> YOUR INSTRUCTIONS
Reproduce word for word the rows that begin at the line containing "[indicate] white foamy", and stop after the final row. Include that first line.

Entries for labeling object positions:
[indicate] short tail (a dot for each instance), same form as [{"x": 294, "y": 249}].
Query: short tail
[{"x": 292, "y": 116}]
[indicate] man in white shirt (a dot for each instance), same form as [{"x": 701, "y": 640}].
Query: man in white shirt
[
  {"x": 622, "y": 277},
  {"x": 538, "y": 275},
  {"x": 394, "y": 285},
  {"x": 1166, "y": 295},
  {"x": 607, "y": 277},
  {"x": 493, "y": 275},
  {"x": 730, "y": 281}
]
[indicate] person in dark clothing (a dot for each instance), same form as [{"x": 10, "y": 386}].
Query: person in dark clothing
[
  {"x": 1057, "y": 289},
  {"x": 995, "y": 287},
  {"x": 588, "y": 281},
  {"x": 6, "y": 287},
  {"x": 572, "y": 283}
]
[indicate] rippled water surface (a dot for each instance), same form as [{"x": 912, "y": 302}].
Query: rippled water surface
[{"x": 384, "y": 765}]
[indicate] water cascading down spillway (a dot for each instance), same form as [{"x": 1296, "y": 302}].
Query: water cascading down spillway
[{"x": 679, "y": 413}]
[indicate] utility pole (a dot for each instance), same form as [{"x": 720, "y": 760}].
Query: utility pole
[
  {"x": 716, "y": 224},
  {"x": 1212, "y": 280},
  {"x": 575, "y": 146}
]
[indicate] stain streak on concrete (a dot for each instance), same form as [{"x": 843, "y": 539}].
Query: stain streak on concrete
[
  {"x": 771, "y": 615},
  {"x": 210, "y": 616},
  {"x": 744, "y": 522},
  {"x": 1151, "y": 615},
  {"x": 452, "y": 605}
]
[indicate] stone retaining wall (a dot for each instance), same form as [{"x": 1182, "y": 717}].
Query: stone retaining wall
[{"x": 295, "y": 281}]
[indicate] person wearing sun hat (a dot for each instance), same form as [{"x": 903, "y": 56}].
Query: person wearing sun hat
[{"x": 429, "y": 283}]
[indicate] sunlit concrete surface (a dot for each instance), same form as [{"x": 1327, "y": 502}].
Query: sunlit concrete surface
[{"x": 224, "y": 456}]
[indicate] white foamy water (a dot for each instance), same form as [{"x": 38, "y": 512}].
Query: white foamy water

> RESULT
[indicate] white foamy water (a dot for each instance), same form as [{"x": 38, "y": 512}].
Query: white foamy water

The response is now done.